Source data →
___

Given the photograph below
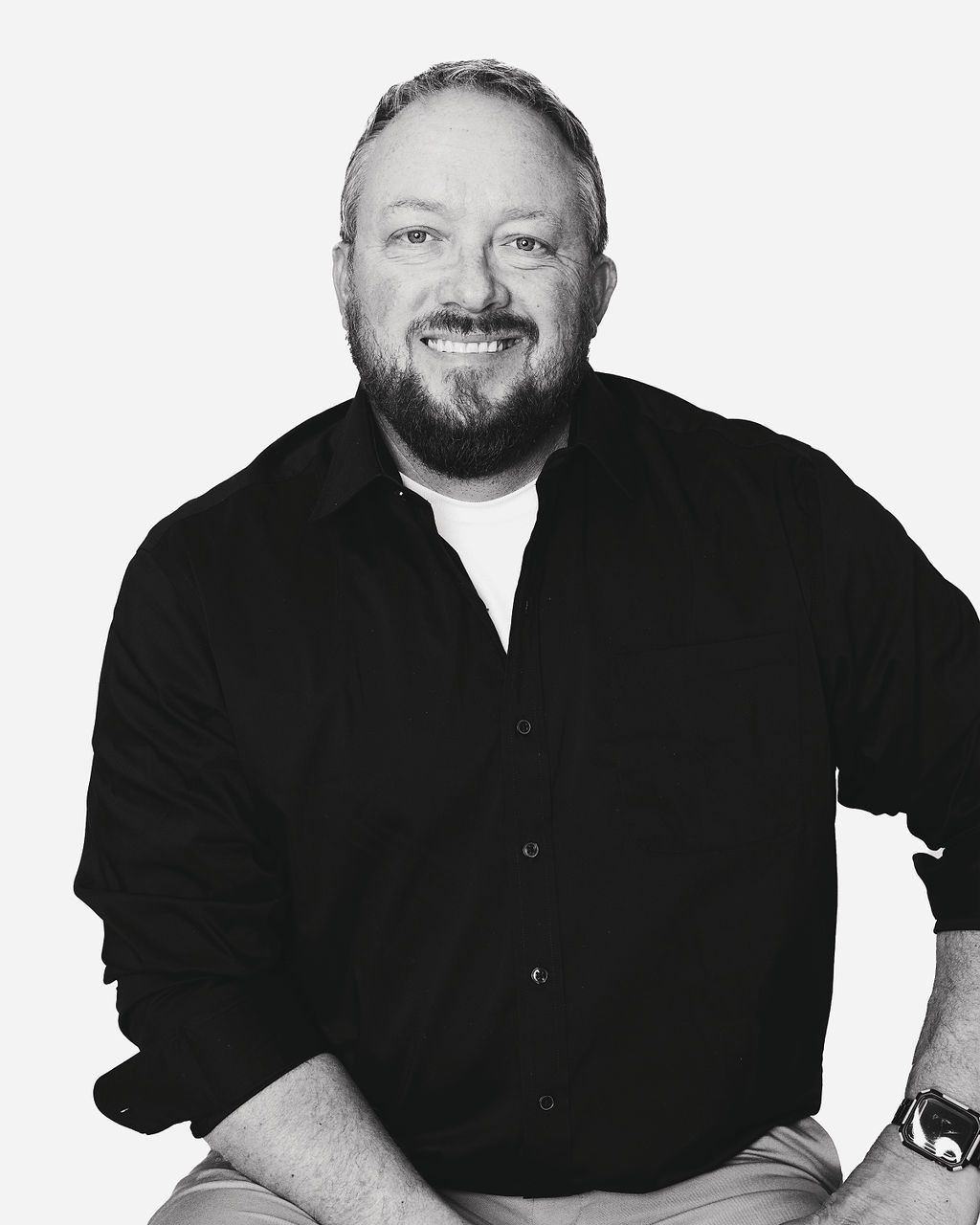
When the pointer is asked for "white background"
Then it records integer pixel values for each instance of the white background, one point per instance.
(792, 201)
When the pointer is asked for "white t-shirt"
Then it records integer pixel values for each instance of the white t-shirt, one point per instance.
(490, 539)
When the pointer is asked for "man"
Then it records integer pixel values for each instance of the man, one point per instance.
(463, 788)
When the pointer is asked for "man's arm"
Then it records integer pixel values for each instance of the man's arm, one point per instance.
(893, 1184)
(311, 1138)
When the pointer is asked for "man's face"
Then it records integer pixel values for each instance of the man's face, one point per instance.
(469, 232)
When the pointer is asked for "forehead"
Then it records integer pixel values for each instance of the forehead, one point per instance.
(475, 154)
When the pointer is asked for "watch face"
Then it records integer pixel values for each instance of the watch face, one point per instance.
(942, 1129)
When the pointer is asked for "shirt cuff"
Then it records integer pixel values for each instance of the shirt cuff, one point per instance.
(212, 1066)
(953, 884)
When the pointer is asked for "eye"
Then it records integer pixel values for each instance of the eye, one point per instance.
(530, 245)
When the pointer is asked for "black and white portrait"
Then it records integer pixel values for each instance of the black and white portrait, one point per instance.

___

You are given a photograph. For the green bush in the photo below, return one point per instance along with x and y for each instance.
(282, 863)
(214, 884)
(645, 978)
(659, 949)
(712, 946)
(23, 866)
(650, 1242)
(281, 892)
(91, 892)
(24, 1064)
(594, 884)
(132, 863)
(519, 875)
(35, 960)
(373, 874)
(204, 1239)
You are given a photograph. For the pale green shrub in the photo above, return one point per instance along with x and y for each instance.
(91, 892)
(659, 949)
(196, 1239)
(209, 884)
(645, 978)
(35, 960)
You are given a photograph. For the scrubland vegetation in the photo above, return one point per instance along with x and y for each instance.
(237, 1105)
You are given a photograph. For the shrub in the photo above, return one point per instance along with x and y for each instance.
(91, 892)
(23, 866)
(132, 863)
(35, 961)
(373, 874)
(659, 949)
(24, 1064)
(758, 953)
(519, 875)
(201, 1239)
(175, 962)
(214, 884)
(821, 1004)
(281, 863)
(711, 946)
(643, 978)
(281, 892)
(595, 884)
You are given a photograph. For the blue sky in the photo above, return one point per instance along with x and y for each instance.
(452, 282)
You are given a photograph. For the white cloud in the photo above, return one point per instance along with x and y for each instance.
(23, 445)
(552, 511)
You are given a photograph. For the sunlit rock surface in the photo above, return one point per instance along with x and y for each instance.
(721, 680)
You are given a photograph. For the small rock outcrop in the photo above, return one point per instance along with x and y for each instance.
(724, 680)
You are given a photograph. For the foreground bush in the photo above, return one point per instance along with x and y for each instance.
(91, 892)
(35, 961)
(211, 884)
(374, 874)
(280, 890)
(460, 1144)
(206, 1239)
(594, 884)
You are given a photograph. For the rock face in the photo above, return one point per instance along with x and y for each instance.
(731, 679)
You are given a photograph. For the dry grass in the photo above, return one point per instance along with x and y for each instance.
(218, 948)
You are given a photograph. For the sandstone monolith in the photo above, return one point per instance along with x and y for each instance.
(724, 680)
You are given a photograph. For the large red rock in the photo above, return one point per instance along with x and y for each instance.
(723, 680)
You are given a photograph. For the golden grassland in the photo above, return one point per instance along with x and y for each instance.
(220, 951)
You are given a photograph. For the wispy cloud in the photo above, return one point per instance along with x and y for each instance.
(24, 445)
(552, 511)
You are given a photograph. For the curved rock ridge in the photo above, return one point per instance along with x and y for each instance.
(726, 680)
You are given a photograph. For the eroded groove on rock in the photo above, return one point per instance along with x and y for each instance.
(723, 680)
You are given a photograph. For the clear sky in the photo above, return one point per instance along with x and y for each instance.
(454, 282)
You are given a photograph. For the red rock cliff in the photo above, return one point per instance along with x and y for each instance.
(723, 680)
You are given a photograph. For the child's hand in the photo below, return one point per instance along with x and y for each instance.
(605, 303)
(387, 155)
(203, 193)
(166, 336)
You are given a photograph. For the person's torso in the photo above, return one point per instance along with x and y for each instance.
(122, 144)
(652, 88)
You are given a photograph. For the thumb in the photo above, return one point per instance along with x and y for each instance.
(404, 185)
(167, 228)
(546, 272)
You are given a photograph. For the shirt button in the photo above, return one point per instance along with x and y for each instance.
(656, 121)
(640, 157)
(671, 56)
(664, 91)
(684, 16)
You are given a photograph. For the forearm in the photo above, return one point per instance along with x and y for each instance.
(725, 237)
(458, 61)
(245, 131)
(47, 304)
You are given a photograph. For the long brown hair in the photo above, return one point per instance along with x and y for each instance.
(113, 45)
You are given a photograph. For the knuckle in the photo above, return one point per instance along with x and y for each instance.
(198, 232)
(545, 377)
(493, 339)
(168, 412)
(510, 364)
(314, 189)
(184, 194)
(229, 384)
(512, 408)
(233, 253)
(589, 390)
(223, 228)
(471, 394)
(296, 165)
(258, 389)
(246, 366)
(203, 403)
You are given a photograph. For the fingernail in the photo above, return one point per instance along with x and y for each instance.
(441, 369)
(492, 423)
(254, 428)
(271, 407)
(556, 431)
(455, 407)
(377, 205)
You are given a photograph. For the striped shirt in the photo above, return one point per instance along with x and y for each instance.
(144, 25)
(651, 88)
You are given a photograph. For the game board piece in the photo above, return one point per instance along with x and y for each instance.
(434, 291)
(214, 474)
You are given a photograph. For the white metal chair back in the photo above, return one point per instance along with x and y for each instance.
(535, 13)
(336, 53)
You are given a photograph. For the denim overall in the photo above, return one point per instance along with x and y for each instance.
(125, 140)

___

WHAT IS EXPECTED → Collect each line above holding the string "black".

EXERCISE RESPONSE →
When the pointer is asked for "black and white portrait"
Then it records integer pixel values for each instance of the black and white portrait, one point per instance.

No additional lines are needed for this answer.